### DIRECTION
Rewrite the entries below, swapping "monkey" for "primate" wherever it occurs and leaving everything else unchanged.

Collected data:
************

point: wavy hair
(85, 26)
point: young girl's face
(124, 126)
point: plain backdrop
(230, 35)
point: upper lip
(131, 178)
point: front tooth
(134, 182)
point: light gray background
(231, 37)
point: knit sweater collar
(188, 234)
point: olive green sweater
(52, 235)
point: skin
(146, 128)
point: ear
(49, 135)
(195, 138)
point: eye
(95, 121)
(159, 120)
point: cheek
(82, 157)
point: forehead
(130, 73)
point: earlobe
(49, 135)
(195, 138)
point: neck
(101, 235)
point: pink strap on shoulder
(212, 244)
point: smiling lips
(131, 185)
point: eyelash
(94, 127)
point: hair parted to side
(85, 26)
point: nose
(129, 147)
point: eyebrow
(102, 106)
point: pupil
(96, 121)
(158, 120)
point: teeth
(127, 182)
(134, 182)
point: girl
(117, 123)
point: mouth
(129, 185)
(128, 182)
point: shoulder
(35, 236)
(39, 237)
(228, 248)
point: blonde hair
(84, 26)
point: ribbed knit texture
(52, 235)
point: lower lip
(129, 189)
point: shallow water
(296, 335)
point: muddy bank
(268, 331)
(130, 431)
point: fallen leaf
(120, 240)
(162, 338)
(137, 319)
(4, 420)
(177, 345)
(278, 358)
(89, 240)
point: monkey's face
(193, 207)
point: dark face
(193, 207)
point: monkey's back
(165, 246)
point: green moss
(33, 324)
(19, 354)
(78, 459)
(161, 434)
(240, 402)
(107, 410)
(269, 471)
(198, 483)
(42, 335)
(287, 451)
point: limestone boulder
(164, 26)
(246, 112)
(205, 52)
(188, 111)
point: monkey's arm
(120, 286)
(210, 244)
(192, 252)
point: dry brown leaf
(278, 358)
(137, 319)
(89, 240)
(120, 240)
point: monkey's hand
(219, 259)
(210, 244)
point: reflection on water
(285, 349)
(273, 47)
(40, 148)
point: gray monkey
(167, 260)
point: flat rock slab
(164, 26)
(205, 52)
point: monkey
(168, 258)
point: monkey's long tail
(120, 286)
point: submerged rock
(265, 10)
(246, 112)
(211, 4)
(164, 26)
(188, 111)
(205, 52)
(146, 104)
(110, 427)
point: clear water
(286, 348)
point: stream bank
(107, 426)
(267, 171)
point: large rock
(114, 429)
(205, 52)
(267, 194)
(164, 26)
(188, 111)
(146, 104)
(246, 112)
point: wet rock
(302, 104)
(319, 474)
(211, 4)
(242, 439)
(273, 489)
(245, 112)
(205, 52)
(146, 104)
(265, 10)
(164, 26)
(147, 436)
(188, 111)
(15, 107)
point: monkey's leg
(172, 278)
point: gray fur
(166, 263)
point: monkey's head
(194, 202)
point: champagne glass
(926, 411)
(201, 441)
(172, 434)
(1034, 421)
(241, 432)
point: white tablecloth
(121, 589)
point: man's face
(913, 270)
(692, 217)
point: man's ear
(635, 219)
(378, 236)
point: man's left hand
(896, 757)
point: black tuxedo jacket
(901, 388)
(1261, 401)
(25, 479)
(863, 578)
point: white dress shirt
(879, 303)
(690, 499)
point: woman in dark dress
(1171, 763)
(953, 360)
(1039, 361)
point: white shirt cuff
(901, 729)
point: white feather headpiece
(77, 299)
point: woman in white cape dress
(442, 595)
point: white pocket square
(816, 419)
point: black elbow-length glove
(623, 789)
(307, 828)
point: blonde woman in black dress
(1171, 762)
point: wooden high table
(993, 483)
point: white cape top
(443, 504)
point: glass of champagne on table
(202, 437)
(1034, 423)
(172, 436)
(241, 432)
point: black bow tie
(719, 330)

************

### ANSWER IN FULL
point: wavy hair
(85, 26)
point: young girl's face
(124, 126)
point: plain backdrop
(230, 35)
point: upper lip
(131, 178)
point: front tooth
(134, 182)
point: light gray background
(231, 37)
point: knit sweater collar
(188, 234)
point: olive green sweater
(52, 235)
point: skin
(146, 128)
point: ear
(49, 135)
(195, 138)
point: eye
(95, 121)
(159, 120)
point: cheek
(82, 157)
point: forehead
(130, 73)
point: earlobe
(49, 135)
(195, 138)
point: neck
(101, 235)
point: pink strap on shoulder
(212, 244)
point: smiling lips
(131, 185)
point: eyelash
(94, 127)
point: hair parted to side
(85, 26)
point: nose
(129, 147)
point: eyebrow
(102, 106)
point: pupil
(96, 121)
(158, 120)
point: teeth
(127, 182)
(134, 182)
point: girl
(117, 123)
point: mouth
(129, 185)
(128, 182)
point: shoulder
(35, 236)
(39, 237)
(228, 248)
point: blonde hair
(84, 26)
point: ribbed knit texture
(52, 235)
point: lower lip
(129, 189)
point: shallow water
(296, 335)
point: muddy bank
(268, 331)
(130, 431)
point: fallen leaf
(120, 240)
(162, 338)
(137, 319)
(4, 420)
(177, 345)
(278, 358)
(89, 240)
point: primate's face
(193, 207)
point: dark face
(193, 207)
point: primate's back
(165, 246)
point: green moss
(33, 324)
(19, 354)
(78, 459)
(161, 434)
(240, 402)
(107, 410)
(269, 471)
(198, 483)
(42, 335)
(287, 451)
point: limestone boulder
(164, 26)
(246, 112)
(205, 52)
(188, 111)
point: primate's arm
(120, 286)
(210, 244)
(192, 252)
point: dry brown leaf
(278, 358)
(137, 319)
(89, 240)
(120, 240)
point: primate's hand
(219, 259)
(210, 244)
point: reflection on water
(285, 349)
(273, 47)
(40, 148)
point: gray primate
(167, 260)
point: flat rock slab
(164, 26)
(205, 52)
point: primate
(168, 258)
point: primate's long tail
(120, 286)
point: submerged rock
(265, 10)
(246, 112)
(211, 4)
(164, 26)
(188, 111)
(205, 52)
(146, 104)
(110, 427)
point: clear water
(286, 348)
point: stream bank
(107, 426)
(267, 171)
point: large rock
(114, 429)
(205, 52)
(267, 194)
(164, 26)
(188, 111)
(146, 104)
(246, 112)
point: wet rock
(302, 104)
(319, 474)
(211, 4)
(242, 439)
(273, 489)
(245, 112)
(205, 52)
(146, 104)
(265, 10)
(164, 26)
(147, 436)
(188, 111)
(15, 107)
point: primate's leg
(172, 278)
point: gray fur
(166, 263)
point: primate's head
(194, 202)
point: champagne glass
(926, 411)
(201, 441)
(172, 434)
(1034, 421)
(241, 432)
point: white tablecloth
(121, 589)
point: man's face
(913, 270)
(692, 217)
point: man's ear
(635, 219)
(378, 236)
point: man's left hand
(896, 757)
point: black tuxedo jacket
(901, 388)
(1261, 401)
(25, 479)
(863, 578)
point: white dress shirt
(879, 303)
(690, 499)
point: woman in dark dress
(1171, 763)
(953, 360)
(1039, 361)
point: white shirt cuff
(901, 729)
point: white feather headpiece
(77, 299)
point: woman in white cape dress
(442, 595)
point: white pocket square
(816, 419)
point: black elbow-length glove
(623, 789)
(307, 828)
point: blonde woman in black dress
(1171, 762)
point: wooden high table
(993, 483)
point: white cape top
(443, 504)
point: glass of champagne on table
(202, 437)
(1034, 423)
(172, 436)
(241, 432)
point: black bow tie
(719, 330)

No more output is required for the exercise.